--- begin SELECTED PASSAGE ---

Year: 2016

Maple syrup is part of Dori Ross’s Canadian birthright. She grew up on a farm in rural Ontario, where tapping trees was simply a weekend hobby. After a twenty plus year career in marketing, when Dori moved to Vermont she couldn’t contain her passion for maple. She found herself tapping her Vermont trees with her three kids, who would run off the school bus every day to check the taps. Then they’d spill three quarters of the sap while running with full buckets up to the house. (Keep in mind it takes over 40 gallons of sap to make one gallon of syrup!) Fortunately, this was not yet a business. It was just fun.

It seemed inevitable that any food business Dori started would involve maple. But instead of tapping her own trees and selling the maple syrup, Dori realized that she wanted to use her marketing experience to help hardworking sugar makers and to elevate the status of maple, which is a true luxury food.

So she teamed up with local sugar makers in the Mad River Valley. They supply her with single-source syrup, some of which she sells. The rest gets delivered to a group of local Vermont artisan candy-makers, who transform the liquid staple into solid and truly unique goodies in the Tonewood line – a maple cube, maple cream and maple flakes.

--- end SELECTED PASSAGE ---
--- begin SUPPLIED ENTRIES ---

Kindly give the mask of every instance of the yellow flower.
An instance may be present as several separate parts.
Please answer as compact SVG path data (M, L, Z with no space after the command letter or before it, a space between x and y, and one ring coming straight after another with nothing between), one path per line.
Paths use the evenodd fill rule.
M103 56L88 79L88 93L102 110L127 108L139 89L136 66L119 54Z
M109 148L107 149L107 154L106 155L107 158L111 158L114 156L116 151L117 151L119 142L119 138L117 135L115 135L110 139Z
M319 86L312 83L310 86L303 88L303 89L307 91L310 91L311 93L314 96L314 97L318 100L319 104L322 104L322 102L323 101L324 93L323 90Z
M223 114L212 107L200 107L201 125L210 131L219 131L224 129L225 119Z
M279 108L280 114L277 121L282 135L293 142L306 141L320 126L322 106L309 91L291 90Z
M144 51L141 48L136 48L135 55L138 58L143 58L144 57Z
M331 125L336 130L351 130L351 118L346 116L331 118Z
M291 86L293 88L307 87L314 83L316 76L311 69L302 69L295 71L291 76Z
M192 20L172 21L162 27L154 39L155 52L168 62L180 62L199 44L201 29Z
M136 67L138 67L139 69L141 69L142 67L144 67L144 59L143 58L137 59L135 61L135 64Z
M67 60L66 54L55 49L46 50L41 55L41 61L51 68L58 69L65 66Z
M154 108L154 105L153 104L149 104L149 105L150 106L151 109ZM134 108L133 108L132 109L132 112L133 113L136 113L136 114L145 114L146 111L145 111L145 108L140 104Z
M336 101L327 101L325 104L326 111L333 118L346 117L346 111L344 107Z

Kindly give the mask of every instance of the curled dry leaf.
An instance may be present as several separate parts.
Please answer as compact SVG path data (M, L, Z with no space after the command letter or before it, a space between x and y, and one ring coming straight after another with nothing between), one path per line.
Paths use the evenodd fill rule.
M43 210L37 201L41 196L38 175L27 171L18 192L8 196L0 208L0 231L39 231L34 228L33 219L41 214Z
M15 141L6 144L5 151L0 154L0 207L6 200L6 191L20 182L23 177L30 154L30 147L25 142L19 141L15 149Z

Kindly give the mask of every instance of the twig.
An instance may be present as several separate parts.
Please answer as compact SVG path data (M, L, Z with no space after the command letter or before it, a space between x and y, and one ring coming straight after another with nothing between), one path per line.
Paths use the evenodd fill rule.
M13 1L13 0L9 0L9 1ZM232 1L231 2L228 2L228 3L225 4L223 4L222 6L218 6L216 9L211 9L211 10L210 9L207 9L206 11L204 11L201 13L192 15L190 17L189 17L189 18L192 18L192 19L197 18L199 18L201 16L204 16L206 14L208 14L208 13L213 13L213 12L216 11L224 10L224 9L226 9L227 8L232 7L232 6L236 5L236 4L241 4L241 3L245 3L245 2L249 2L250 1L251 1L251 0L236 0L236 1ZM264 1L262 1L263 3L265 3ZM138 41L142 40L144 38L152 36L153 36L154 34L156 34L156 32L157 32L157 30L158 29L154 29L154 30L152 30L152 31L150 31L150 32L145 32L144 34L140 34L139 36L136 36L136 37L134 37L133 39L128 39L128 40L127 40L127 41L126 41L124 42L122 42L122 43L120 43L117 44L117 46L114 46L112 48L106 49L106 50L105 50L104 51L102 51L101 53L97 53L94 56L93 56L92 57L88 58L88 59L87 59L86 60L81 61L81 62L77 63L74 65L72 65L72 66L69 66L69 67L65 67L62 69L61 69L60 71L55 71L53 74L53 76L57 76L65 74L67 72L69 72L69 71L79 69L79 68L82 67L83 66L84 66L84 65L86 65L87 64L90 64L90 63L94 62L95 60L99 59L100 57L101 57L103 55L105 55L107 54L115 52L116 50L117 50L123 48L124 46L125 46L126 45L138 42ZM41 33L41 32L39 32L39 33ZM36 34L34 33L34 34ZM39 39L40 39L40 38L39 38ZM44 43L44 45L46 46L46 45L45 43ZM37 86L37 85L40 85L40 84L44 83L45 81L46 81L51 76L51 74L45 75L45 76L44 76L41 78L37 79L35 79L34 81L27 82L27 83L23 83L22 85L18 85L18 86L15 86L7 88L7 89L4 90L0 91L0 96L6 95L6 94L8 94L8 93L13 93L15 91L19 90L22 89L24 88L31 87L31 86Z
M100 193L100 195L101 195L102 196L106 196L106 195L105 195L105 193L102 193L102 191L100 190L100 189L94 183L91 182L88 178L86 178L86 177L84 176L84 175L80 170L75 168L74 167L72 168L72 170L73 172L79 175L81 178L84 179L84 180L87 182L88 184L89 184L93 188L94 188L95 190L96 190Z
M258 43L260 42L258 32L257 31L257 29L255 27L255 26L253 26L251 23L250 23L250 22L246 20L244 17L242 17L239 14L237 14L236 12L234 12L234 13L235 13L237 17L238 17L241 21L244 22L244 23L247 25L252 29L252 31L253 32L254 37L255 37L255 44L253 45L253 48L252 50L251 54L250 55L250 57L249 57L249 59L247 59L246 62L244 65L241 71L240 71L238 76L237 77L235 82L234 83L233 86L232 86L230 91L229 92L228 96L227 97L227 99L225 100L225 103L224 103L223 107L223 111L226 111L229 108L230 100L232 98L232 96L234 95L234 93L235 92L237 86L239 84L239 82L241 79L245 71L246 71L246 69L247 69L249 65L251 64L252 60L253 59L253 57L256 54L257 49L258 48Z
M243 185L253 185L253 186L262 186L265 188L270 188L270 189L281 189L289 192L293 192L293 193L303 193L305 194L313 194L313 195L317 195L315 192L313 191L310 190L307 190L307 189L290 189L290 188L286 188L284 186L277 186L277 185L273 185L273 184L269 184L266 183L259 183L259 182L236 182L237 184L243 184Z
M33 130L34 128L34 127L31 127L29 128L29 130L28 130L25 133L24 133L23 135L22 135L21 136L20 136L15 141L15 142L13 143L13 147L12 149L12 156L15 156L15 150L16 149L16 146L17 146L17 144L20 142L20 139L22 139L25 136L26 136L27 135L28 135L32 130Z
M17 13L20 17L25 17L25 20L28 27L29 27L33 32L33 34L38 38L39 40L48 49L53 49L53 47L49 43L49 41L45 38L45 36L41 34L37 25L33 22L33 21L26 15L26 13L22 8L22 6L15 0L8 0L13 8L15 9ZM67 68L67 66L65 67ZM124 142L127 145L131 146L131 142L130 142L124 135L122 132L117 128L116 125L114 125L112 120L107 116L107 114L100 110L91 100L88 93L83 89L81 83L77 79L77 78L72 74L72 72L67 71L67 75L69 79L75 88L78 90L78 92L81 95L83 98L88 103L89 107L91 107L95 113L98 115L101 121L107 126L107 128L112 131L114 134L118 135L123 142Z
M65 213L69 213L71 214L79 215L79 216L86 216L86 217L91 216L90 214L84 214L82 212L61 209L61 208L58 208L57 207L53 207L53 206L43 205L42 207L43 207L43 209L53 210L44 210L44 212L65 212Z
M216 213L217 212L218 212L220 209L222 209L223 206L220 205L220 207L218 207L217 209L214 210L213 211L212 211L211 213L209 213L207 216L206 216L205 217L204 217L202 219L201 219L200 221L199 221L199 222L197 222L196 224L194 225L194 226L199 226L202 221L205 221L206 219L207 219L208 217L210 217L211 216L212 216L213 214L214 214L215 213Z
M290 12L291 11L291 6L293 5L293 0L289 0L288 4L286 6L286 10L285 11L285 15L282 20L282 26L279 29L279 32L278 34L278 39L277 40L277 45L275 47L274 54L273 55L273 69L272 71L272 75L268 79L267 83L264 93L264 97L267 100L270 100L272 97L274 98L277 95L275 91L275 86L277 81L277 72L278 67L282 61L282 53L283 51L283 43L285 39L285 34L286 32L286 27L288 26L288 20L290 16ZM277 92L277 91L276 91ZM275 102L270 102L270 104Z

--- end SUPPLIED ENTRIES ---

> **TASK**: Copy everything in the maple syrup passage from "It seemed inevitable" down to "and maple flakes.", word for word. Work from the maple syrup passage alone.

> **THE OUTPUT**:
It seemed inevitable that any food business Dori started would involve maple. But instead of tapping her own trees and selling the maple syrup, Dori realized that she wanted to use her marketing experience to help hardworking sugar makers and to elevate the status of maple, which is a true luxury food.

So she teamed up with local sugar makers in the Mad River Valley. They supply her with single-source syrup, some of which she sells. The rest gets delivered to a group of local Vermont artisan candy-makers, who transform the liquid staple into solid and truly unique goodies in the Tonewood line – a maple cube, maple cream and maple flakes.